**Work required**
Pull out each line in the records below that contains the string "lane".

--- Data excerpts ---

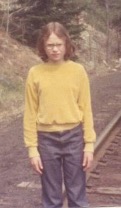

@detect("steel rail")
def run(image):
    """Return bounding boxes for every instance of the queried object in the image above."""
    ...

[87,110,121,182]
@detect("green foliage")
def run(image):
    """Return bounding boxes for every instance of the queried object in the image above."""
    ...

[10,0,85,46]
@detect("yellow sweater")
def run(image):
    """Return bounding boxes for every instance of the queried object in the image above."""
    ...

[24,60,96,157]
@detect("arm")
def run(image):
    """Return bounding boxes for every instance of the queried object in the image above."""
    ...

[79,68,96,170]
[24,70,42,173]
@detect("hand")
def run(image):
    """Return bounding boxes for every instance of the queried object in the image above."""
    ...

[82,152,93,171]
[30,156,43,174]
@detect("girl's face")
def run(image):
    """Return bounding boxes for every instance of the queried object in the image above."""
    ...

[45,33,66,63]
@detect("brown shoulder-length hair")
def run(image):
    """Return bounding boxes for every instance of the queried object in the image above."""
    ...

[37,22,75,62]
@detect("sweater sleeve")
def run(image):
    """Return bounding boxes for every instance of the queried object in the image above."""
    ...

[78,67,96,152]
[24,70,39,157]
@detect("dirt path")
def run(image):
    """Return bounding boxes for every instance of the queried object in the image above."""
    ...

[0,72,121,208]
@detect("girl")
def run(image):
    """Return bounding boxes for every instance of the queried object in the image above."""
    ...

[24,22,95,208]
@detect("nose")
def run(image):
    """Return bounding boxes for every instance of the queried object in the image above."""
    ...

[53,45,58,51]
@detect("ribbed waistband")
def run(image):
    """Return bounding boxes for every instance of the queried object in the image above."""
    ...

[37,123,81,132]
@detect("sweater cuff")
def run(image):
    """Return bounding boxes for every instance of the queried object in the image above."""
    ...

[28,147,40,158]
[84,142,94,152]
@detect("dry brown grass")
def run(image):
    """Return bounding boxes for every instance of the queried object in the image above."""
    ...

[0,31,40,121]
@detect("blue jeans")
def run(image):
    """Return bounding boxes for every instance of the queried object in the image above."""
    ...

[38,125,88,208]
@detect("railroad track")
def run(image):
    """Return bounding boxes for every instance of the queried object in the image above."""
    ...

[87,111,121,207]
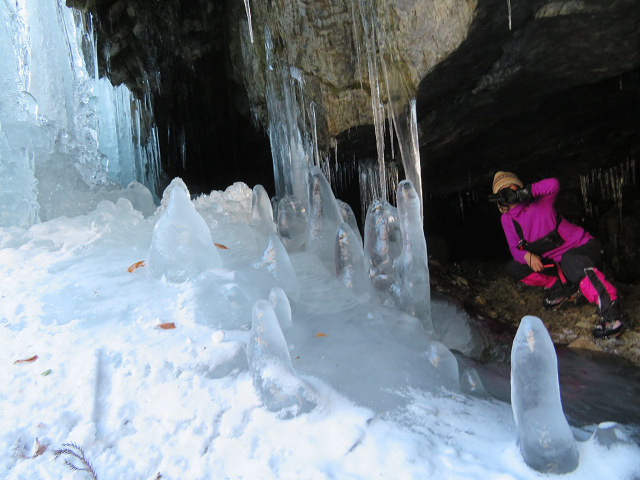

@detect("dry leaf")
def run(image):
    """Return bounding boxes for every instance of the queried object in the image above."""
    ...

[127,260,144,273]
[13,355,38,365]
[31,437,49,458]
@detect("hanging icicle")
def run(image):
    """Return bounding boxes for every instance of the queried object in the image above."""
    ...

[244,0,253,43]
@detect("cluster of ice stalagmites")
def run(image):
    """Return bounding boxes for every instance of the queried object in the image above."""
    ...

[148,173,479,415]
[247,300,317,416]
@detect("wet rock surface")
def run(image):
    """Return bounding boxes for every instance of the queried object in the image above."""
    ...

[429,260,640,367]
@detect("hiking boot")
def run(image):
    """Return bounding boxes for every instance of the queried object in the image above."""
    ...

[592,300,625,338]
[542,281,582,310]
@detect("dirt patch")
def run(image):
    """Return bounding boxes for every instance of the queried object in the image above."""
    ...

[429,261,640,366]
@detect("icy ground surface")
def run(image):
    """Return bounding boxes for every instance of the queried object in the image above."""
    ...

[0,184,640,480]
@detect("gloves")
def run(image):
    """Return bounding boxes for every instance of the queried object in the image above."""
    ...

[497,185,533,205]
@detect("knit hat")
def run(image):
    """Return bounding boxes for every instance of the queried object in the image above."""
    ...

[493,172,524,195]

---
--- Data excerpts ---

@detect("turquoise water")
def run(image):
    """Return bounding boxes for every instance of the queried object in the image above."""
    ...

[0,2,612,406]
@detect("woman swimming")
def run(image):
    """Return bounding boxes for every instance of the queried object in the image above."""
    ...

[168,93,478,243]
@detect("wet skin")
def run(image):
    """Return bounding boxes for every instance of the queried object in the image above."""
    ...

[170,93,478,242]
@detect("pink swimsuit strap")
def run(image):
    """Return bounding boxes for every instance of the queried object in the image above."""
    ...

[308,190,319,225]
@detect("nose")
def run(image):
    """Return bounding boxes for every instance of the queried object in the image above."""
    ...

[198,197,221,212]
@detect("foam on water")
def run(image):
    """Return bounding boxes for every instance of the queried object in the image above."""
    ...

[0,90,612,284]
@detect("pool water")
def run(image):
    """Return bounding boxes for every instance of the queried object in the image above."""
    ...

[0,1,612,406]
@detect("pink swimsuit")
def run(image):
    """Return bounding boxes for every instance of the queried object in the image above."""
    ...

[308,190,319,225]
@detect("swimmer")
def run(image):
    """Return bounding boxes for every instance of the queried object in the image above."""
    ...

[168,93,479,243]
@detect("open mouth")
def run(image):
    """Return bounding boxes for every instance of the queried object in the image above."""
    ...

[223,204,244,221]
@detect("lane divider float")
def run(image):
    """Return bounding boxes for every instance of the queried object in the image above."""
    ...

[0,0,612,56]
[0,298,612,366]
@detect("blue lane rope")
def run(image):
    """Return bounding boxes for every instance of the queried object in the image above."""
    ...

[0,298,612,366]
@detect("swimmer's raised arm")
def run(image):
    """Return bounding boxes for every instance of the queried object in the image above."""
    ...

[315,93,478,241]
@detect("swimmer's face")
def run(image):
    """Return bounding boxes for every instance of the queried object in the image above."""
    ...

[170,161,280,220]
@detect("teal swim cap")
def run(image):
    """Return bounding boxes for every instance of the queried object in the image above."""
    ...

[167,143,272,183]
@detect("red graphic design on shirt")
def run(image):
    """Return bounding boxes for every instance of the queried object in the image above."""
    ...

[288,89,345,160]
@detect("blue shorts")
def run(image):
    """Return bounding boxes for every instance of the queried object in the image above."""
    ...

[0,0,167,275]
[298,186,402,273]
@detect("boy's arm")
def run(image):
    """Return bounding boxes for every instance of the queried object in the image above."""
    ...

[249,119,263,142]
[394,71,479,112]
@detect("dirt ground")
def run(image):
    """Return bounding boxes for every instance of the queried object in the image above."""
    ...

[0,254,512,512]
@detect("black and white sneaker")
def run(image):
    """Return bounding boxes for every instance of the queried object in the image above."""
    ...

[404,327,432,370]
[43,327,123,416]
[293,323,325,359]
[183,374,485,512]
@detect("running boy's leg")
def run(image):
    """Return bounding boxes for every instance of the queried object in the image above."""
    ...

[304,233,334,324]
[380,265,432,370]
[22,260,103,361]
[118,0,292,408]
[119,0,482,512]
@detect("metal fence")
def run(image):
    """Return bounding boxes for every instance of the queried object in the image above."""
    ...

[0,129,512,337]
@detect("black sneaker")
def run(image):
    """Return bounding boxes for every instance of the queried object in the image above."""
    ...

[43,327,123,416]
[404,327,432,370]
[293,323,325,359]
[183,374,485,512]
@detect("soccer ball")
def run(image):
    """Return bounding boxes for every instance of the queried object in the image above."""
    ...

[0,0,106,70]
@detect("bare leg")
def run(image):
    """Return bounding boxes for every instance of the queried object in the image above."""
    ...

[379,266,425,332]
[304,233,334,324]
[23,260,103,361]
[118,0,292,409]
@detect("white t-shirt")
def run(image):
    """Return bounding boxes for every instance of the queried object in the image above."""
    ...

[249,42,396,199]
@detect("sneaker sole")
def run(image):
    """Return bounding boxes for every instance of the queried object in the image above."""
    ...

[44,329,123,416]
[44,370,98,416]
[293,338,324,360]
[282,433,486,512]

---

**The solution**
@detect("lane divider float")
@detect("blue lane rope")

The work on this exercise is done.